EXTRACT TO READ:
◆ ◆ ◆ ◆
Tennessee Hospital Monopoly Continues to Fail Consumers
By Consumers for Quality Care, on December 17, 2024
The country’s largest state-sanctioned hospital monopoly is facing continued calls for reform as consumers increasingly grow wary and fearful about the quality of care being administered, according to KFF Health News.
Ballad Health is a large 20-hospital system serving over 1 million residents in northeast Tennessee and southwest Virginia. The system was established six years ago, when Tennessee and Virginia lawmakers agreed to waive anti-monopoly laws. In exchange for this waiver, Ballad agreed to uphold certain levels of quality care, but in the years since, Ballad has not met these goals, failing consumers who have few options for where they receive medical care. For residents across this 29-county region of Tennessee, Virginia, Kentucky, and North Carolina, the hospitals in Ballad’s network are the only option for emergency care in the Tri-Cities area.
Though the hospital is graded by the Tennessee Department of Health each year, only a fraction of Ballad’s final score depends on performance standards, such as surgery complications, emergency room speed, and patient satisfaction. This has allowed Ballad to receive an “A” grade each year despite a history of failing to meet quality of care standards. Larry Fitzgerald, a retired Tennessee consultant who was left with no choice but to give Ballad high marks when he was working, said the merger has “probably not” benefitted consumers.
Emergency department wait times and hospital admission times have become a major concern for Ballad. The time that patients spend in the emergency department before admission has sharply increased year after year, leading to a median wait time of eleven hours, a number that has increased threefold since the Ballad Health monopoly was established.
Regulators have taken notice, with the Federal Trade Commission citing Ballad as a prime example of a failing merger in the health care system.
CQC applauds efforts to improve the quality of care for consumers. Decreased competition hurts consumers, often leading to fewer options for care and higher out-of-pocket costs. CQC urges regulators and lawmakers to promote more competition and to discourage mergers and other business practices that leave consumers worse off.
◆ ◆ ◆ ◆
ENTRIES SUPPLIED:
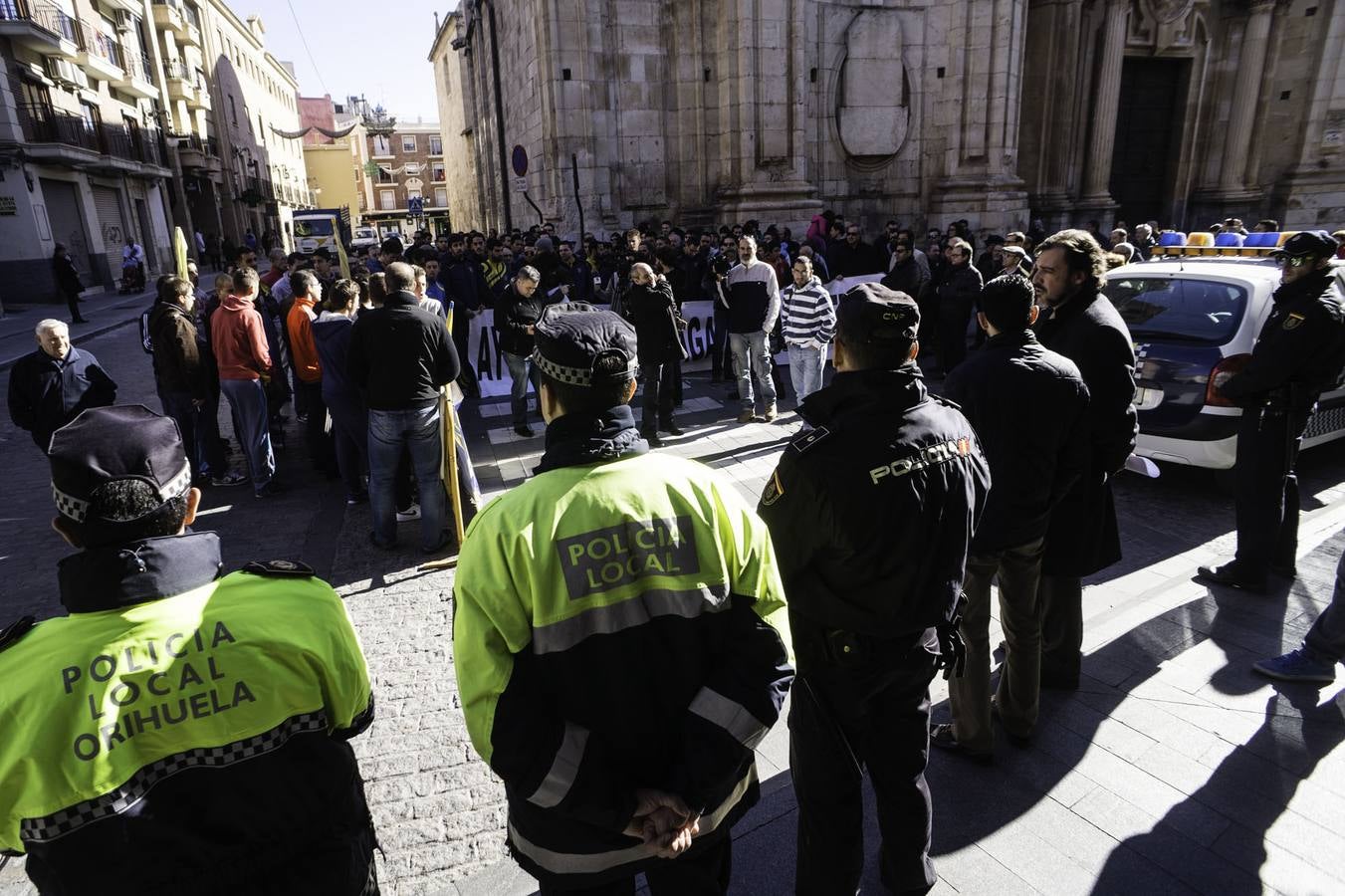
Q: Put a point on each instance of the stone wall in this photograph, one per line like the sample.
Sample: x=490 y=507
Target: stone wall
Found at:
x=995 y=111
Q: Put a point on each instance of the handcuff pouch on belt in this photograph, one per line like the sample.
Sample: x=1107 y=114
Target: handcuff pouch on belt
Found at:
x=953 y=650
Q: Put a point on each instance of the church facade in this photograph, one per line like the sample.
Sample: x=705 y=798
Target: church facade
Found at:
x=926 y=111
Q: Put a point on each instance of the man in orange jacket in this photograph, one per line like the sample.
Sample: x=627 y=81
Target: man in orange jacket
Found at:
x=309 y=371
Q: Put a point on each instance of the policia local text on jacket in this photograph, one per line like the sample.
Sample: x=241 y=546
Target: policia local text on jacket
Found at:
x=615 y=628
x=872 y=514
x=182 y=732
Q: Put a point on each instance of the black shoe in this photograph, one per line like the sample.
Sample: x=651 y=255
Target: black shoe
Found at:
x=942 y=736
x=269 y=490
x=1233 y=576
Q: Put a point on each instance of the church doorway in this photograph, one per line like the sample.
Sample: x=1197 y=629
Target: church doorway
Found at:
x=1148 y=148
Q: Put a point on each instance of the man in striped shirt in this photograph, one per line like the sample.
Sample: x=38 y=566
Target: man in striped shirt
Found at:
x=808 y=321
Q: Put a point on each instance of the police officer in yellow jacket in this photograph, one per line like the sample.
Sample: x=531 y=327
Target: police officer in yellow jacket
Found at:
x=617 y=638
x=176 y=732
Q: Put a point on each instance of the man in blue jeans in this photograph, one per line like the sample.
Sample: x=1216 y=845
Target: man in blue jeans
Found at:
x=517 y=311
x=401 y=356
x=754 y=299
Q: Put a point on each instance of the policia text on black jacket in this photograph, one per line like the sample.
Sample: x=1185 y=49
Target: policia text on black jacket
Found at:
x=872 y=514
x=617 y=627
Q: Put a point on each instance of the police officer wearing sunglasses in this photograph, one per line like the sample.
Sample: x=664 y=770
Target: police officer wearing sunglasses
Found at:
x=1298 y=355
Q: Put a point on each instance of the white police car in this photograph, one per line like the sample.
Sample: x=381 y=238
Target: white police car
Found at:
x=1194 y=318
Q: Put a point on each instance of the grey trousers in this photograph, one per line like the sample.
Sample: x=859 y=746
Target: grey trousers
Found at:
x=1019 y=680
x=1325 y=639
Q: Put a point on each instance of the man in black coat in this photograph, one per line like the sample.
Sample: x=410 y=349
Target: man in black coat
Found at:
x=1297 y=356
x=651 y=309
x=517 y=313
x=1027 y=405
x=53 y=385
x=958 y=294
x=1081 y=325
x=872 y=513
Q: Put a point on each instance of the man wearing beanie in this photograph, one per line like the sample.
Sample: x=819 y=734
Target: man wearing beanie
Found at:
x=179 y=730
x=872 y=513
x=617 y=636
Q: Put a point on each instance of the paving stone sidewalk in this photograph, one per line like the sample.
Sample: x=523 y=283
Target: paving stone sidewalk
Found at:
x=1172 y=770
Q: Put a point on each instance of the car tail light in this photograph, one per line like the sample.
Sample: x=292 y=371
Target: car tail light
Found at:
x=1222 y=373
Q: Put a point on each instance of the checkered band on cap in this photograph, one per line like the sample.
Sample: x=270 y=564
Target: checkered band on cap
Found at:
x=577 y=375
x=138 y=785
x=560 y=373
x=69 y=506
x=77 y=509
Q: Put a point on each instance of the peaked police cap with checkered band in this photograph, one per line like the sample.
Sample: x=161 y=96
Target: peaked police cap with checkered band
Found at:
x=112 y=444
x=880 y=314
x=573 y=336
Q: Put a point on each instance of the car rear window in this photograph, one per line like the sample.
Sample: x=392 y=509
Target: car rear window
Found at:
x=1187 y=310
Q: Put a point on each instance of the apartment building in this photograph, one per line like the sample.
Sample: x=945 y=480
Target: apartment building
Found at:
x=408 y=165
x=255 y=102
x=83 y=153
x=336 y=165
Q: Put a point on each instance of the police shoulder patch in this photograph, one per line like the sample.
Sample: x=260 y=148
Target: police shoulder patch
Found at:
x=279 y=567
x=14 y=631
x=805 y=440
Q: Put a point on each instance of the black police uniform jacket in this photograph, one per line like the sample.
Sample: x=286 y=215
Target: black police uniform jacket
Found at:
x=46 y=393
x=1301 y=345
x=872 y=512
x=1083 y=536
x=1027 y=405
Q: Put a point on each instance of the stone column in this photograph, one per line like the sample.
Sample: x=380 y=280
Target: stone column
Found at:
x=1104 y=103
x=1233 y=178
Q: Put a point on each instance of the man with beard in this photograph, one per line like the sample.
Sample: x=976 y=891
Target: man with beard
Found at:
x=1081 y=325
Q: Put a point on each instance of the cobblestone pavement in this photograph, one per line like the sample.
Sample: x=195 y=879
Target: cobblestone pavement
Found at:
x=1173 y=770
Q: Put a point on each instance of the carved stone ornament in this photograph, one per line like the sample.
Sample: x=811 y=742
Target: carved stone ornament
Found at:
x=1169 y=11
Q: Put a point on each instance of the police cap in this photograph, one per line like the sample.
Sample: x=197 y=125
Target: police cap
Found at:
x=880 y=314
x=1307 y=242
x=113 y=444
x=573 y=336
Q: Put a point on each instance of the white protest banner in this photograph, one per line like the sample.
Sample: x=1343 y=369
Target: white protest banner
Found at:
x=698 y=337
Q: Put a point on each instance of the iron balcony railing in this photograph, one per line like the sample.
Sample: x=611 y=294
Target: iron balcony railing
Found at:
x=102 y=45
x=43 y=124
x=43 y=14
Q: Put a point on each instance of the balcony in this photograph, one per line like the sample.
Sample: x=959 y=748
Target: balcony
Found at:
x=100 y=53
x=202 y=100
x=182 y=81
x=41 y=26
x=136 y=77
x=73 y=140
x=176 y=16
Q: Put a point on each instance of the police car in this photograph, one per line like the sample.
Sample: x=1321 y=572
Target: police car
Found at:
x=1195 y=315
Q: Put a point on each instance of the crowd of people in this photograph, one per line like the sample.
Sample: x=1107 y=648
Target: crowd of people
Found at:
x=868 y=561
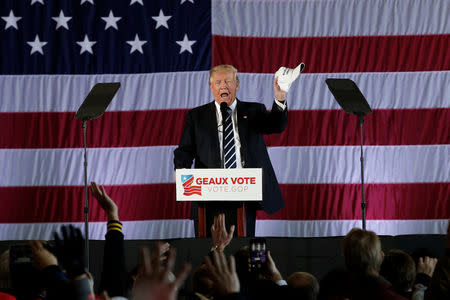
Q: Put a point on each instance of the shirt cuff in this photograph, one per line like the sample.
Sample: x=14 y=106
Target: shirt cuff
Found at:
x=282 y=105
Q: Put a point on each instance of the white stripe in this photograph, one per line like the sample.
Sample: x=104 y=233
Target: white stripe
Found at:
x=133 y=230
x=64 y=93
x=321 y=228
x=145 y=165
x=305 y=18
x=341 y=164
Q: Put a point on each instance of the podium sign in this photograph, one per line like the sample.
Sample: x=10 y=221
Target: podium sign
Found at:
x=219 y=184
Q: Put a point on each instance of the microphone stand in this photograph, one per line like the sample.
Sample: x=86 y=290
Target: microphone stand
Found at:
x=350 y=98
x=92 y=107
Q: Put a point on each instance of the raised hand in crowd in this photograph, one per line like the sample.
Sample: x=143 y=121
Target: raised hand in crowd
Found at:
x=426 y=265
x=105 y=201
x=271 y=271
x=221 y=238
x=153 y=278
x=279 y=94
x=223 y=273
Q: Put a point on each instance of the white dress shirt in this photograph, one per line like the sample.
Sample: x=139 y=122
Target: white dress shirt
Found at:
x=237 y=141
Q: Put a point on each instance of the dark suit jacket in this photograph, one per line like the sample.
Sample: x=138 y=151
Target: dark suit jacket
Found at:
x=200 y=142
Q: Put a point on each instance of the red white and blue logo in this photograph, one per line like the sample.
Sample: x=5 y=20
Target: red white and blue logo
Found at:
x=190 y=189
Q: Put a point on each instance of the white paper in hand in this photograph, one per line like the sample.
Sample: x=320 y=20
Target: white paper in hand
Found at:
x=287 y=76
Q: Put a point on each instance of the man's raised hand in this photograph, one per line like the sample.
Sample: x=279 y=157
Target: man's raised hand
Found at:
x=105 y=201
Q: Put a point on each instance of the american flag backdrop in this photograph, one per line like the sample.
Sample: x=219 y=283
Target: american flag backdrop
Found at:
x=52 y=52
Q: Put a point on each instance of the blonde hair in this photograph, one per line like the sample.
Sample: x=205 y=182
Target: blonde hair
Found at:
x=362 y=251
x=223 y=69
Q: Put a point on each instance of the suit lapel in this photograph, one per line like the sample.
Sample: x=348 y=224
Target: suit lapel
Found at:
x=211 y=124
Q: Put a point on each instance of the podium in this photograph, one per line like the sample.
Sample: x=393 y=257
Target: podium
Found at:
x=207 y=186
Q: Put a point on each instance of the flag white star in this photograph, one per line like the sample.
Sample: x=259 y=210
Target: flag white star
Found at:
x=11 y=20
x=61 y=20
x=161 y=20
x=136 y=44
x=136 y=1
x=186 y=44
x=111 y=21
x=86 y=45
x=36 y=45
x=89 y=1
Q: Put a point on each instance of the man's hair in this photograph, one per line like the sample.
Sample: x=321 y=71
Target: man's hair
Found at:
x=362 y=251
x=223 y=69
x=399 y=269
x=303 y=286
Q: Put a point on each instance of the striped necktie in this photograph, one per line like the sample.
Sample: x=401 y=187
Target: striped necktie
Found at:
x=228 y=140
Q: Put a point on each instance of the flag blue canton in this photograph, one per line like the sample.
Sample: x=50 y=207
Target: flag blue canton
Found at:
x=104 y=36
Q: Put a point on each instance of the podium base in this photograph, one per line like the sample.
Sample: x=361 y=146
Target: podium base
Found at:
◆ ◆ ◆ ◆
DIRECTIONS FOR THIS TASK: Edit the stretch of the Tennessee hospital monopoly article from "CQC applauds efforts" through "consumers worse off.", changing "lawmakers" to "legislators".

WRITTEN SOLUTION:
CQC applauds efforts to improve the quality of care for consumers. Decreased competition hurts consumers, often leading to fewer options for care and higher out-of-pocket costs. CQC urges regulators and legislators to promote more competition and to discourage mergers and other business practices that leave consumers worse off.